The exercise: Reproduce the listing below with every "instance" changed to "object". Keep everything else the same.

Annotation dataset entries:
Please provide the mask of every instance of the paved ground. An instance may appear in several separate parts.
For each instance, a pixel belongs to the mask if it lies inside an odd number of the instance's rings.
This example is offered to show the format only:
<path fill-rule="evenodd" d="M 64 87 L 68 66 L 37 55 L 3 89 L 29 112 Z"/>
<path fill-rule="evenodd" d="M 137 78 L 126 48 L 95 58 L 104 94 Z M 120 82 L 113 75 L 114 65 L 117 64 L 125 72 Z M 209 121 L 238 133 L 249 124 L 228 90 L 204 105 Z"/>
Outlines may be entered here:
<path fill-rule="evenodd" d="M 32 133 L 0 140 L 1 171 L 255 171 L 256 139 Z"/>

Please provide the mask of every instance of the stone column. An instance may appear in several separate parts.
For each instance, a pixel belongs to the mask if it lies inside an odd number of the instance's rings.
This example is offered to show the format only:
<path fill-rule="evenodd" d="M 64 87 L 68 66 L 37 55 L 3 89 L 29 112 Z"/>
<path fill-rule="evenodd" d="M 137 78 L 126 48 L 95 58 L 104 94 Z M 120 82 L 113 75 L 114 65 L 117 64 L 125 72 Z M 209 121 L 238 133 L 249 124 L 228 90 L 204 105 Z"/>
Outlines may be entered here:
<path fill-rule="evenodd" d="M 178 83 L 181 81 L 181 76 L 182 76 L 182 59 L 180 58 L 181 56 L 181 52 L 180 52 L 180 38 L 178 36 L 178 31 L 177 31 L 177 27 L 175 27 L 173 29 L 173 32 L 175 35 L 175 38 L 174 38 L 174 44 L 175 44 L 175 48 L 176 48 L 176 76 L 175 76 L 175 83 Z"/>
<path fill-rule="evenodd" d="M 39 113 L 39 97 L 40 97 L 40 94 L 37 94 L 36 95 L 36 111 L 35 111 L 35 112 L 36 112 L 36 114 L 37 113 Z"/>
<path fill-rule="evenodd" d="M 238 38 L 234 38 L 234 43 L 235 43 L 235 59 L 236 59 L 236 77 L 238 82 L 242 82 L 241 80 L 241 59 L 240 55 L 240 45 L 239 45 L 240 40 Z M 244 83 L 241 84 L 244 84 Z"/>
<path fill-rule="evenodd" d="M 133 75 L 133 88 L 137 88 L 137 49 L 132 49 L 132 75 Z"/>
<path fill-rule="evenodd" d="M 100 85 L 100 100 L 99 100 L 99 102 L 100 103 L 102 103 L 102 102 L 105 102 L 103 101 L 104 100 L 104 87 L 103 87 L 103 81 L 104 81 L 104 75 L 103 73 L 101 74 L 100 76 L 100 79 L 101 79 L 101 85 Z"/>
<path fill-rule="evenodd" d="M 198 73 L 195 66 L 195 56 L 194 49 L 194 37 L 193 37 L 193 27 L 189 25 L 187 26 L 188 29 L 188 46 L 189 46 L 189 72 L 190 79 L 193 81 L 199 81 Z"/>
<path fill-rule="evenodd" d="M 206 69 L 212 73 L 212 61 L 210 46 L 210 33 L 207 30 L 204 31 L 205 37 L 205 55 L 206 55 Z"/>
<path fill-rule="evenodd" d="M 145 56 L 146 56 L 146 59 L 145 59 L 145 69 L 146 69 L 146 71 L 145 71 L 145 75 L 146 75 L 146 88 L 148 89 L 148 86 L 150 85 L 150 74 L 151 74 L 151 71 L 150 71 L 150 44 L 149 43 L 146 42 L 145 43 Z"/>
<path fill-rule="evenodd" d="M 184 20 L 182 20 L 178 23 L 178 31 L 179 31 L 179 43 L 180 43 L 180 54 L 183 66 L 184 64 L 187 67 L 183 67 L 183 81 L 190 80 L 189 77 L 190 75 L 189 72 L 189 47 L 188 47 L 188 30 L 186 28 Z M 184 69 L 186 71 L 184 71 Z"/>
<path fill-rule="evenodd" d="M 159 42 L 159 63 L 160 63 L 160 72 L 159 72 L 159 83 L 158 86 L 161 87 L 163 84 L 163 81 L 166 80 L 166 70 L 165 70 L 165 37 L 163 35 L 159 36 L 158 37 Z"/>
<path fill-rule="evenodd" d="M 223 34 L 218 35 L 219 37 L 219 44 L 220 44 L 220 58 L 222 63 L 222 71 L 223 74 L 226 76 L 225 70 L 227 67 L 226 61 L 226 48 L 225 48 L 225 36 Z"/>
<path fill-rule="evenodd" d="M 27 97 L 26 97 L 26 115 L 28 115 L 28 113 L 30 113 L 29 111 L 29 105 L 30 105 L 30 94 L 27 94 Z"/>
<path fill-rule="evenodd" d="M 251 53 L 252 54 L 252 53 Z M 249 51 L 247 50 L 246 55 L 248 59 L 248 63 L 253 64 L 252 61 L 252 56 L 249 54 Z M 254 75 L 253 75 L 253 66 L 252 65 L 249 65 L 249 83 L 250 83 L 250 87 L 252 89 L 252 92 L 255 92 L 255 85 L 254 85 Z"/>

Exercise output:
Please provide the mask of every object of the paved ground. An object may appear in several separate parts.
For each object, a pixel belongs to the mask if it lies inside an odd number of the object's rings.
This example is offered to show the format only:
<path fill-rule="evenodd" d="M 64 87 L 68 66 L 37 55 L 3 89 L 29 112 Z"/>
<path fill-rule="evenodd" d="M 137 78 L 126 48 L 95 58 L 104 94 Z M 120 82 L 113 75 L 114 65 L 117 64 L 125 72 Z M 209 121 L 238 133 L 249 124 L 228 90 L 204 105 Z"/>
Outlines may be entered here:
<path fill-rule="evenodd" d="M 32 133 L 0 140 L 1 171 L 255 171 L 256 139 Z"/>

Please provide the mask of every object of the stone column. An object may appear in several separate parts.
For each object, a pixel belongs to the mask if it lies inside an odd number of the object's rings.
This example is offered to show the format only:
<path fill-rule="evenodd" d="M 64 87 L 68 66 L 37 55 L 3 89 L 29 112 Z"/>
<path fill-rule="evenodd" d="M 137 78 L 126 48 L 95 58 L 104 94 Z M 120 82 L 113 75 L 114 65 L 117 64 L 125 72 Z M 209 121 L 238 133 L 249 124 L 228 90 L 204 105 Z"/>
Outlines may be entered here:
<path fill-rule="evenodd" d="M 178 83 L 181 81 L 181 76 L 182 76 L 182 59 L 180 58 L 181 56 L 181 52 L 180 52 L 180 38 L 178 36 L 178 31 L 177 31 L 177 27 L 175 27 L 173 29 L 173 32 L 175 35 L 175 38 L 174 38 L 174 44 L 175 44 L 175 48 L 176 48 L 176 76 L 175 76 L 175 83 Z"/>
<path fill-rule="evenodd" d="M 39 113 L 39 97 L 40 97 L 40 94 L 37 94 L 36 95 L 36 111 L 35 111 L 35 112 L 36 112 L 36 114 L 37 113 Z"/>
<path fill-rule="evenodd" d="M 238 38 L 234 38 L 234 43 L 235 43 L 235 59 L 236 59 L 236 77 L 238 82 L 242 82 L 241 80 L 241 59 L 240 55 L 240 45 L 239 45 L 240 40 Z M 244 83 L 241 84 L 244 84 Z"/>
<path fill-rule="evenodd" d="M 133 75 L 133 88 L 137 88 L 137 49 L 132 49 L 132 75 Z"/>
<path fill-rule="evenodd" d="M 100 85 L 100 100 L 99 100 L 99 102 L 100 103 L 102 103 L 102 102 L 105 102 L 103 101 L 104 100 L 104 87 L 103 87 L 103 81 L 104 81 L 104 75 L 103 73 L 101 74 L 100 76 L 100 79 L 101 79 L 101 85 Z"/>
<path fill-rule="evenodd" d="M 198 73 L 195 66 L 195 56 L 194 49 L 194 37 L 193 37 L 193 27 L 189 25 L 187 26 L 188 29 L 188 46 L 189 46 L 189 72 L 190 79 L 193 81 L 199 81 Z"/>
<path fill-rule="evenodd" d="M 206 69 L 212 73 L 212 61 L 210 46 L 210 33 L 207 30 L 204 31 L 205 37 L 205 55 L 206 55 Z"/>
<path fill-rule="evenodd" d="M 145 56 L 146 56 L 146 59 L 145 59 L 145 69 L 146 69 L 146 71 L 145 71 L 145 75 L 146 75 L 146 88 L 148 89 L 148 86 L 150 85 L 150 74 L 151 74 L 151 71 L 150 71 L 150 44 L 149 43 L 146 42 L 145 43 Z"/>
<path fill-rule="evenodd" d="M 184 20 L 182 20 L 178 23 L 178 31 L 179 31 L 179 43 L 180 43 L 180 54 L 183 66 L 184 64 L 187 67 L 183 67 L 183 81 L 190 80 L 189 77 L 190 75 L 189 72 L 189 47 L 188 47 L 188 30 L 186 28 Z M 184 69 L 186 71 L 184 71 Z"/>
<path fill-rule="evenodd" d="M 159 42 L 159 63 L 160 63 L 160 72 L 159 72 L 159 83 L 158 86 L 161 87 L 163 84 L 163 81 L 166 80 L 166 70 L 165 70 L 165 37 L 163 35 L 159 36 L 158 37 Z"/>
<path fill-rule="evenodd" d="M 223 34 L 218 35 L 219 37 L 219 44 L 220 44 L 220 58 L 222 63 L 222 71 L 223 74 L 226 76 L 225 70 L 227 67 L 226 61 L 226 48 L 225 48 L 225 36 Z"/>
<path fill-rule="evenodd" d="M 27 97 L 26 97 L 26 115 L 28 115 L 28 113 L 30 113 L 29 111 L 29 105 L 30 105 L 30 94 L 27 94 Z"/>
<path fill-rule="evenodd" d="M 251 53 L 252 54 L 252 53 Z M 249 51 L 247 50 L 246 55 L 248 59 L 248 63 L 253 64 L 252 61 L 252 56 L 249 54 Z M 254 75 L 253 75 L 253 66 L 252 65 L 249 65 L 249 83 L 250 83 L 250 87 L 252 89 L 252 92 L 255 92 L 255 85 L 254 85 Z"/>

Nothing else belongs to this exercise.